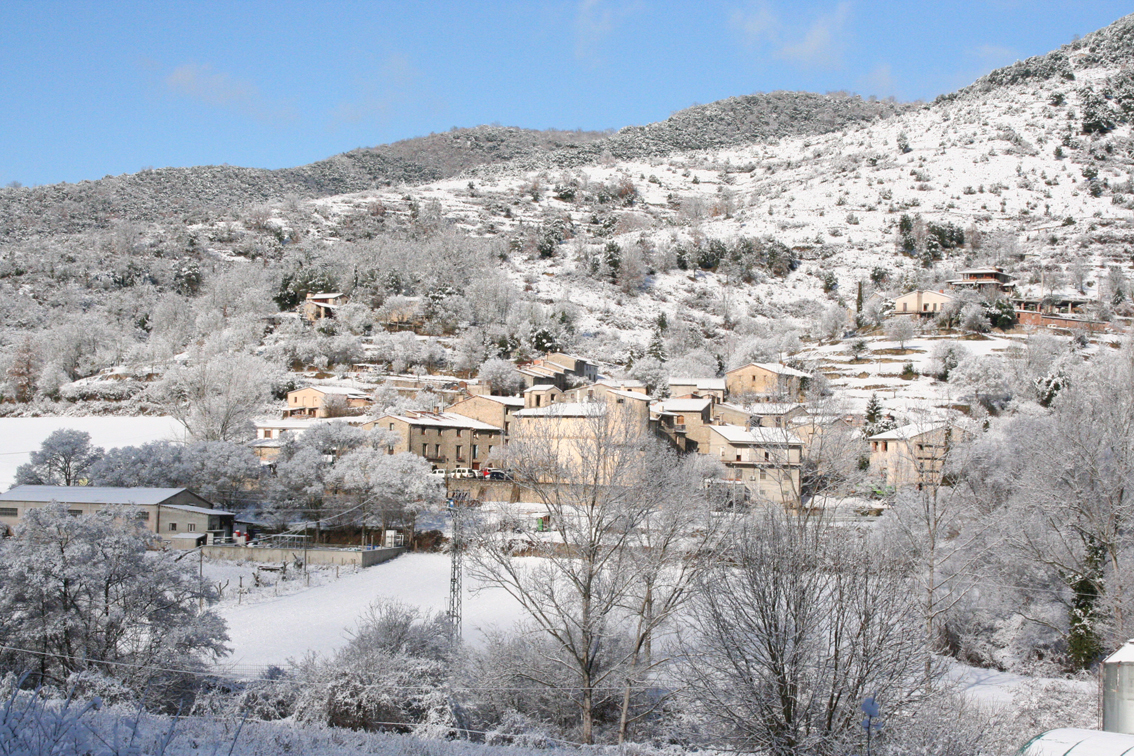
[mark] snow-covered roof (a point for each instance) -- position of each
(916, 291)
(704, 384)
(773, 407)
(773, 367)
(512, 401)
(628, 395)
(683, 405)
(621, 383)
(1069, 740)
(338, 390)
(566, 409)
(737, 434)
(906, 432)
(441, 419)
(197, 510)
(1124, 655)
(90, 494)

# [Work instructions]
Recast each line of the records above as a Markdown table with the columns Row and Line, numbering the rows in order and skipping blank lines. Leave the pictures out of the table.

# [Answer to the task]
| Row | Line |
|---|---|
| 1 | [mark] snow-covered roof (a point for each instance) -- position of each |
| 2 | (916, 291) |
| 3 | (704, 384) |
| 4 | (773, 407) |
| 5 | (773, 367) |
| 6 | (512, 401) |
| 7 | (628, 395) |
| 8 | (683, 405) |
| 9 | (621, 383) |
| 10 | (1069, 740) |
| 11 | (338, 390) |
| 12 | (566, 409) |
| 13 | (737, 434) |
| 14 | (906, 432) |
| 15 | (441, 419) |
| 16 | (197, 510) |
| 17 | (1124, 655) |
| 18 | (90, 494) |